EXERCISE INSTRUCTIONS
a – Please transcribe the part of the foreground plant contest thread that begins at the line containing "Thanks. Good point." and stops after "low tech approach.".
b – Pull out each line of the listing in which the word "green" appears.

*** PROVIDED TEXT

# [Wet Thumb Forum]-2nd contest! dec. 11-24



## imported_russell (Sep 14, 2004)

ok, it's time for our second weekly contest. that first one was a hard one, and i know there were more people who wanted to enter, but just didn't have any algae pics. well, this week i will make it simple. this week's contest is:

*Contest:* best foreground plant. just submit those glosso, hairgrass, hc, sag, or pictures of any other plants you have in your foreground. you can do closeups or full foreground shots. anything goes as long as it's in the front of your tank









*Prize:* 1/2 cup of java moss

so send in those pictures of bad algae outbreaks. you can send closeups or full tank shots.

to enter, all you have to do is post a picture here on this thread. limit of 2 pictures per person each week.

example pics (mine are taken from above, but they can be taken from any angle you wish) :

glosso









glosso


----------



## imported_russell (Sep 14, 2004)

guys, this should be an easy one


----------



## imported_russell (Sep 14, 2004)

i'm extending this contest until saturday Dec. 24th.


----------



## KRiley (Jun 30, 2005)

I agree with russell this is an EASY one. Hell to boost up the prize I will throw in some Hygro. costata.


----------



## Falesha13 (Dec 15, 2005)

It's not the best pic, but it's all I've got right now.


----------



## imported_russell (Sep 14, 2004)

well, we really appreciate you submitting your picture. you are winning right now


----------



## Falesha13 (Dec 15, 2005)

Thanks. Good point.


----------



## John N. (Dec 11, 2005)

Anubias Barteri var. Nana 'Petite' is by far my favorite plant! I two of these plants in my foreground, and absolutely love them because they have a nice "golden green", and are literally the size of a 50 cent coin. Plus they grow slowly in my no tech shrimp tank, I see a new leaf every month or so. I highly recommend this plant for a low tech approach.  

Enjoy!

John N.


----------



## imported_russell (Sep 14, 2004)

i just purchased 6 of these plants recently. i love their look, and they seem to be very easy.

great pic!


----------



## KRiley (Jun 30, 2005)

******
*** ENTRIES

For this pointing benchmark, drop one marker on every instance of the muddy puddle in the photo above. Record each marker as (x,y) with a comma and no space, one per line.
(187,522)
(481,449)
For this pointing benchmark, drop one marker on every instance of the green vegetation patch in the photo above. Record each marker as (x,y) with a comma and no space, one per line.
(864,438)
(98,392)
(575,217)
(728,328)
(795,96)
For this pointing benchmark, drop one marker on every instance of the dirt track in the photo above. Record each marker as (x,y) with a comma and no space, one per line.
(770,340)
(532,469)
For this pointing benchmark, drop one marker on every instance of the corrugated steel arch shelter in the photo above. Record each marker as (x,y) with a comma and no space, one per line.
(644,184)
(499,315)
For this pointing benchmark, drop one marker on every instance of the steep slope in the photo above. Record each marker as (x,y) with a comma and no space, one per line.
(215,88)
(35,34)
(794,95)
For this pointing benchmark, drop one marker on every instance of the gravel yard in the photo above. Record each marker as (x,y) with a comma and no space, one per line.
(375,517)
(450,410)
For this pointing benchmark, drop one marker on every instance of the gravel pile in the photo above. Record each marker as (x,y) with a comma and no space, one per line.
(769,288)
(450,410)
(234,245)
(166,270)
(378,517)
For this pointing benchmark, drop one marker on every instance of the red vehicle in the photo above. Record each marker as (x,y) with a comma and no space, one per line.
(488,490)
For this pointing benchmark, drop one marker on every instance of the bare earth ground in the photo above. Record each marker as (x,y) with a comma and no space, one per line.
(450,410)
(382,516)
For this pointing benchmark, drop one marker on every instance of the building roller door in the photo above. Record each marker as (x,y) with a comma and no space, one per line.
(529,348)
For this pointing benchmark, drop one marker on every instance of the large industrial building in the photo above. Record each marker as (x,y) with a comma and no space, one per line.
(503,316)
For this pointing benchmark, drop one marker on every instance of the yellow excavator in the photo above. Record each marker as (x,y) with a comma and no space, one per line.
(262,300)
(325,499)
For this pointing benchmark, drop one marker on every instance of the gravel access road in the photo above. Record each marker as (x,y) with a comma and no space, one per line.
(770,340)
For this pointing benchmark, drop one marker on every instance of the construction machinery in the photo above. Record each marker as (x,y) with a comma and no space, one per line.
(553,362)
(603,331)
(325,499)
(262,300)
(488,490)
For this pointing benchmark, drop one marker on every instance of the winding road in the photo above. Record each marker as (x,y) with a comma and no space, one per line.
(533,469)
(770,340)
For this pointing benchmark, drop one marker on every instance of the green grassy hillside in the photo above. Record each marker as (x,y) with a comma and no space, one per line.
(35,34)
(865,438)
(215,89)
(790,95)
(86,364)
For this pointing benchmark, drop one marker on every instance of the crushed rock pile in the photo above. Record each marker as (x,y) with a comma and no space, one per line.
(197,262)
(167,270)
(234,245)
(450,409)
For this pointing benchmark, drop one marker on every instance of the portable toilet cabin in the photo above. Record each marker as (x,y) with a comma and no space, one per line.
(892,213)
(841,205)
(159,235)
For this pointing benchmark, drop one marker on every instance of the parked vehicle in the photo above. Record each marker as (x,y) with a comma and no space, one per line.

******

EXPECTED OUTPUTS
a –
Thanks. Good point.


----------



## John N. (Dec 11, 2005)

Anubias Barteri var. Nana 'Petite' is by far my favorite plant! I two of these plants in my foreground, and absolutely love them because they have a nice "golden green", and are literally the size of a 50 cent coin. Plus they grow slowly in my no tech shrimp tank, I see a new leaf every month or so. I highly recommend this plant for a low tech approach.

b –
For this pointing benchmark, drop one marker on every instance of the green vegetation patch in the photo above. Record each marker as (x,y) with a comma and no space, one per line.
For this pointing benchmark, drop one marker on every instance of the green grassy hillside in the photo above. Record each marker as (x,y) with a comma and no space, one per line.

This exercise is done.